• Work item:
Word for word and without images, transcribe all of the records.

• Extracted information:
++++++
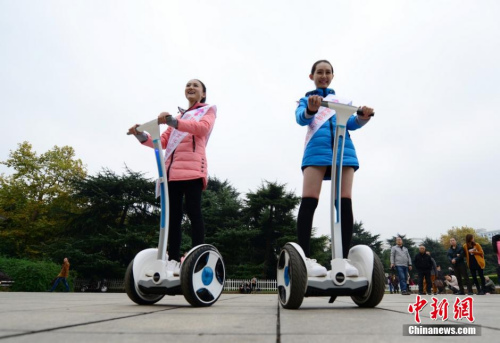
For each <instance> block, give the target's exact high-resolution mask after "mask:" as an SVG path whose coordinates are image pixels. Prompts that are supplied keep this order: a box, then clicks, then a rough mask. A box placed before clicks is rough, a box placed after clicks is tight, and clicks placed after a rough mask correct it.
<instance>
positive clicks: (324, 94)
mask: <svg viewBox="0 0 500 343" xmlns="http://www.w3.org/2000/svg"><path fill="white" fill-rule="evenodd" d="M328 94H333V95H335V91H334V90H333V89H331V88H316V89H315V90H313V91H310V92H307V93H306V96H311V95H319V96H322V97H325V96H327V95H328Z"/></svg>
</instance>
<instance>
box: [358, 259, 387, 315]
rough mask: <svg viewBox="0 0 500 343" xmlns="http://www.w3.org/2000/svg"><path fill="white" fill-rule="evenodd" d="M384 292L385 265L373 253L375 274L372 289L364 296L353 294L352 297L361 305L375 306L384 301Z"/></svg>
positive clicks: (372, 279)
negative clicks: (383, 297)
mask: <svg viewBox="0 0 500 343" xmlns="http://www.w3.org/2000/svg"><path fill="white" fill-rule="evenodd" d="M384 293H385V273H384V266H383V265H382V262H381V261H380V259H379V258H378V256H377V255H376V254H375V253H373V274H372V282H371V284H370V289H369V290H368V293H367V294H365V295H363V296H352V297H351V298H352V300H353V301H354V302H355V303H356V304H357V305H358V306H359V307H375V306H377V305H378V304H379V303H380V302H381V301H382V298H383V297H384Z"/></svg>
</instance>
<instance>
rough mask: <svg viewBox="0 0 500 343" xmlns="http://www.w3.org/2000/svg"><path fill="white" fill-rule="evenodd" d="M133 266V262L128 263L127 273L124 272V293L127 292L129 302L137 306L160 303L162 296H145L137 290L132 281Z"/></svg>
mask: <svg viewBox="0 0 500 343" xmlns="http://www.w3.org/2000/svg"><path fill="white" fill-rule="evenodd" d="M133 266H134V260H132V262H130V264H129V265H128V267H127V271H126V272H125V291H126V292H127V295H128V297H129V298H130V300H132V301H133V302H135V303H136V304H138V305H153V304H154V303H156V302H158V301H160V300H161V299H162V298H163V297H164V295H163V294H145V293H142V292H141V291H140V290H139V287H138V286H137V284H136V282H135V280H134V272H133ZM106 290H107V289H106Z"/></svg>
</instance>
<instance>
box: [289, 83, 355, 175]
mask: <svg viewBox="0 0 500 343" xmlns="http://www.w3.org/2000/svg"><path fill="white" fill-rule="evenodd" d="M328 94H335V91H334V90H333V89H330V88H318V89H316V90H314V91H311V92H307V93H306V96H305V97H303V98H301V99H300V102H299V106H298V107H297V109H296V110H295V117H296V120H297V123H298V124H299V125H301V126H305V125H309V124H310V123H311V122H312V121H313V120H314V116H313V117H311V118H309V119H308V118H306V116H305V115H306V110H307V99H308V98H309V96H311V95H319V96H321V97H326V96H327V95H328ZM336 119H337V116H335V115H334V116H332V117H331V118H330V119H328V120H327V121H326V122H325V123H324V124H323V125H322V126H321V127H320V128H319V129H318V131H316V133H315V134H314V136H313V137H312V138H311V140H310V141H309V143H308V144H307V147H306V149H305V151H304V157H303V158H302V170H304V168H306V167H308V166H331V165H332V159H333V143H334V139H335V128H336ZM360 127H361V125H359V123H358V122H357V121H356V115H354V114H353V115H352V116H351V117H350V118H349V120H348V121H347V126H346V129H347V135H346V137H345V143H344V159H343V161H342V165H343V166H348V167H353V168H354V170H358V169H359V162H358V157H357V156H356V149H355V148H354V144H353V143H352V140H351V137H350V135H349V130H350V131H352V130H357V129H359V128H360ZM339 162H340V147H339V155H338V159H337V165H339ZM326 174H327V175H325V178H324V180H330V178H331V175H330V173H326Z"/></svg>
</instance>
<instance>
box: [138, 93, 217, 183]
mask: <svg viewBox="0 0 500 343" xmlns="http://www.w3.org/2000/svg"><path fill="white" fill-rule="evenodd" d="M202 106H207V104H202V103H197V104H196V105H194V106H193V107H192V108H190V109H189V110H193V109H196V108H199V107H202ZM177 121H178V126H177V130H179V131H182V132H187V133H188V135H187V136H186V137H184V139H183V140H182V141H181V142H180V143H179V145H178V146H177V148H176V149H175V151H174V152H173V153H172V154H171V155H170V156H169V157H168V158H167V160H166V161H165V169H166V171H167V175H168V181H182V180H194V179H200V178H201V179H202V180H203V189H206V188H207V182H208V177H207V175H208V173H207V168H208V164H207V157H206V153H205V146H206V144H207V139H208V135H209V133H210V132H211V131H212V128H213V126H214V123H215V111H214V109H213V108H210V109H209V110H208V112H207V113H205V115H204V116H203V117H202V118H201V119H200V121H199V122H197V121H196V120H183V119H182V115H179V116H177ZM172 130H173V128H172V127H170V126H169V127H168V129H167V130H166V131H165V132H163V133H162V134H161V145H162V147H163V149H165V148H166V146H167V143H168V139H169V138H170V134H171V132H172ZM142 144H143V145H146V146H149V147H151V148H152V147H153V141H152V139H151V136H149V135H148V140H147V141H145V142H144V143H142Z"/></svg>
++++++
• Solution to this exercise:
For each <instance> block, give the target's exact high-resolution mask after "mask:" as an SVG path whose coordinates are image pixels. Prompts that are supplied keep this order: a box, then clicks, then a rough mask. A box placed before clicks is rough, a box placed after clicks is tight, and clicks placed after a rough mask correct it.
<instance>
positive clicks: (324, 94)
mask: <svg viewBox="0 0 500 343" xmlns="http://www.w3.org/2000/svg"><path fill="white" fill-rule="evenodd" d="M328 94H333V95H335V91H334V90H333V89H331V88H316V89H315V90H313V91H310V92H307V93H306V96H311V95H319V96H322V97H325V96H327V95H328Z"/></svg>
</instance>
<instance>
box: [358, 259, 387, 315]
rough mask: <svg viewBox="0 0 500 343" xmlns="http://www.w3.org/2000/svg"><path fill="white" fill-rule="evenodd" d="M384 292L385 265L373 253L375 274L372 289L364 296L353 294L352 297L361 305L375 306L384 301Z"/></svg>
positive clicks: (372, 279)
negative clicks: (383, 297)
mask: <svg viewBox="0 0 500 343" xmlns="http://www.w3.org/2000/svg"><path fill="white" fill-rule="evenodd" d="M384 293H385V273H384V266H383V265H382V262H381V261H380V259H379V258H378V256H377V255H376V254H375V253H373V274H372V282H371V284H370V289H369V290H368V293H367V294H365V295H363V296H352V297H351V298H352V300H353V301H354V302H355V303H356V304H357V305H358V306H359V307H375V306H377V305H378V304H379V303H380V302H381V301H382V298H383V297H384Z"/></svg>
</instance>
<instance>
rough mask: <svg viewBox="0 0 500 343" xmlns="http://www.w3.org/2000/svg"><path fill="white" fill-rule="evenodd" d="M133 266V262L128 263L127 273L124 272V293L127 292L129 302L137 306L160 303L162 296H145L137 290L132 281Z"/></svg>
mask: <svg viewBox="0 0 500 343" xmlns="http://www.w3.org/2000/svg"><path fill="white" fill-rule="evenodd" d="M133 266H134V260H132V262H130V264H129V265H128V267H127V271H126V272H125V291H126V292H127V295H128V297H129V298H130V300H132V301H133V302H135V303H136V304H138V305H153V304H154V303H156V302H158V301H160V300H161V299H162V298H163V297H164V295H163V294H145V293H142V292H141V291H140V290H139V287H138V286H137V284H136V282H135V280H134V272H133ZM106 290H107V289H106Z"/></svg>
</instance>
<instance>
box: [289, 83, 355, 175]
mask: <svg viewBox="0 0 500 343" xmlns="http://www.w3.org/2000/svg"><path fill="white" fill-rule="evenodd" d="M328 94H335V91H334V90H333V89H330V88H318V89H316V90H314V91H311V92H307V93H306V96H305V97H303V98H301V99H300V102H299V106H298V107H297V109H296V110H295V117H296V120H297V123H298V124H299V125H301V126H305V125H309V124H310V123H311V122H312V121H313V120H314V116H313V117H311V118H309V119H308V118H306V116H305V115H306V110H307V99H308V98H309V96H311V95H319V96H321V97H326V96H327V95H328ZM336 119H337V116H335V115H334V116H332V117H331V118H330V119H328V120H327V121H326V122H325V123H324V124H323V125H322V126H321V127H320V128H319V129H318V131H316V133H315V134H314V136H313V137H312V138H311V140H310V141H309V143H308V144H307V147H306V149H305V151H304V157H303V158H302V170H304V168H306V167H308V166H331V165H332V159H333V143H334V139H335V128H336ZM360 127H361V125H359V123H358V122H357V121H356V115H354V114H353V115H352V116H351V117H350V118H349V120H348V121H347V126H346V129H347V135H346V137H345V143H344V159H343V161H342V165H343V166H348V167H353V168H354V170H358V169H359V162H358V157H357V156H356V149H355V148H354V144H353V143H352V140H351V137H350V135H349V130H350V131H352V130H357V129H359V128H360ZM339 162H340V147H339V155H338V159H337V165H339ZM326 174H327V175H325V178H324V180H330V178H331V175H330V173H326Z"/></svg>
</instance>
<instance>
box: [138, 93, 217, 183]
mask: <svg viewBox="0 0 500 343" xmlns="http://www.w3.org/2000/svg"><path fill="white" fill-rule="evenodd" d="M202 106H207V104H202V103H197V104H196V105H194V106H193V107H192V108H190V109H189V110H193V109H196V108H199V107H202ZM177 121H178V126H177V130H179V131H182V132H187V133H188V135H187V136H186V137H184V139H183V140H182V141H181V142H180V143H179V145H178V146H177V148H176V149H175V151H174V152H173V153H172V154H171V155H170V156H169V157H168V158H167V160H166V161H165V169H166V171H167V175H168V181H182V180H194V179H200V178H201V179H202V180H203V189H206V188H207V182H208V177H207V175H208V173H207V168H208V164H207V157H206V153H205V146H206V144H207V139H208V135H209V133H210V132H211V131H212V128H213V126H214V123H215V111H214V109H213V108H210V109H209V110H208V112H207V113H205V115H204V116H203V117H202V118H201V119H200V121H199V122H197V121H196V120H183V119H182V115H179V116H177ZM172 130H173V128H172V127H170V126H169V127H168V129H167V130H166V131H165V132H163V133H162V134H161V145H162V147H163V149H165V148H166V146H167V143H168V139H169V138H170V134H171V132H172ZM142 144H143V145H146V146H149V147H151V148H152V147H153V141H152V139H151V136H149V135H148V140H147V141H145V142H144V143H142Z"/></svg>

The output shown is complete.